Tasks:
(A) Repeat the part of the exploratory data analysis page from "# Check data" to "dtf.sort_values(by=['playerkey', 'date', 'start_time'])" word for word.
(B) Rewrite the listing that follows the exploratory data analysis page, changing every "instance" to "object" and keeping everything else the same. Omit the pictures.

Page:
# Exploratory Data Analysis

We are going to be looking for patterns in players who only played in the month of June. This is with the purpose to distinguish players between short and long positions, and the reasons why they hold this positions. 

In [55]:
# import all necesary libraries for the project
import pandas as pd
import os
import numpy as np
import matplotlib.pyplot as plt
import seaborn as sns
import datetime as dt
import warnings
warnings.filterwarnings('ignore')


In [56]:
# Define working directory
path = "/Users/mau/Library/CloudStorage/Dropbox/Mac/Documents/Dissertation/Chapter 2/Entire_Data/By month"
os.chdir(path)

# Filter Columns
filter = ['playerkey', 'playercashableamt', 'wageredamt', 'maxbet', 'grosswin',
       'currencyinamt', 'assetnumber', 'theoreticalpaybackpercent', 
       'age', 'rank', 'gender', 'date', 'start_time', 'end_time', 'duration',
       'slotdenomination']
# Import data
dtf = pd.read_parquet('month_6_year_2015.parquet', columns=filter)

# Check data
dtf.columns

Index(['playerkey', 'playercashableamt', 'wageredamt', 'maxbet', 'grosswin',
       'currencyinamt', 'assetnumber', 'theoreticalpaybackpercent', 'age',
       'rank', 'gender', 'date', 'start_time', 'end_time', 'duration',
       'slotdenomination'],
      dtype='object')

In [51]:
# Sort data by start_time and playerkey
dtf = dtf.sort_values(by=['playerkey', 'date', 'start_time'])

## Calculate Foundamental Variables

The following variables were calculated using existing data:
* _player_loss_: how much money each player has lost in each gamble.
* _player_wins_: equals the amount of money they bet plus how much they won.

Records supplied:
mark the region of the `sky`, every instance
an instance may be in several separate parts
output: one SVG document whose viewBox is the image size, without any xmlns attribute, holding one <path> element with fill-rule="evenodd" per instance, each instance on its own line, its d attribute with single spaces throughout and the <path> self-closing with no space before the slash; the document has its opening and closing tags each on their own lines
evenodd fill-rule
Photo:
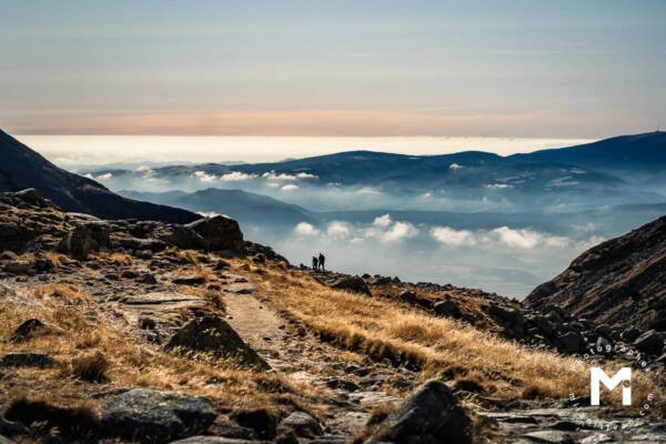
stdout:
<svg viewBox="0 0 666 444">
<path fill-rule="evenodd" d="M 0 0 L 12 134 L 599 139 L 666 127 L 666 1 Z"/>
</svg>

Solution set:
(A)
# Check data
dtf.columns

Index(['playerkey', 'playercashableamt', 'wageredamt', 'maxbet', 'grosswin',
       'currencyinamt', 'assetnumber', 'theoreticalpaybackpercent', 'age',
       'rank', 'gender', 'date', 'start_time', 'end_time', 'duration',
       'slotdenomination'],
      dtype='object')

In [51]:
# Sort data by start_time and playerkey
dtf = dtf.sort_values(by=['playerkey', 'date', 'start_time'])

(B)
mark the region of the `sky`, every object
an object may be in several separate parts
output: one SVG document whose viewBox is the image size, without any xmlns attribute, holding one <path> element with fill-rule="evenodd" per object, each object on its own line, its d attribute with single spaces throughout and the <path> self-closing with no space before the slash; the document has its opening and closing tags each on their own lines
evenodd fill-rule
Photo:
stdout:
<svg viewBox="0 0 666 444">
<path fill-rule="evenodd" d="M 0 0 L 12 134 L 599 139 L 666 127 L 666 1 Z"/>
</svg>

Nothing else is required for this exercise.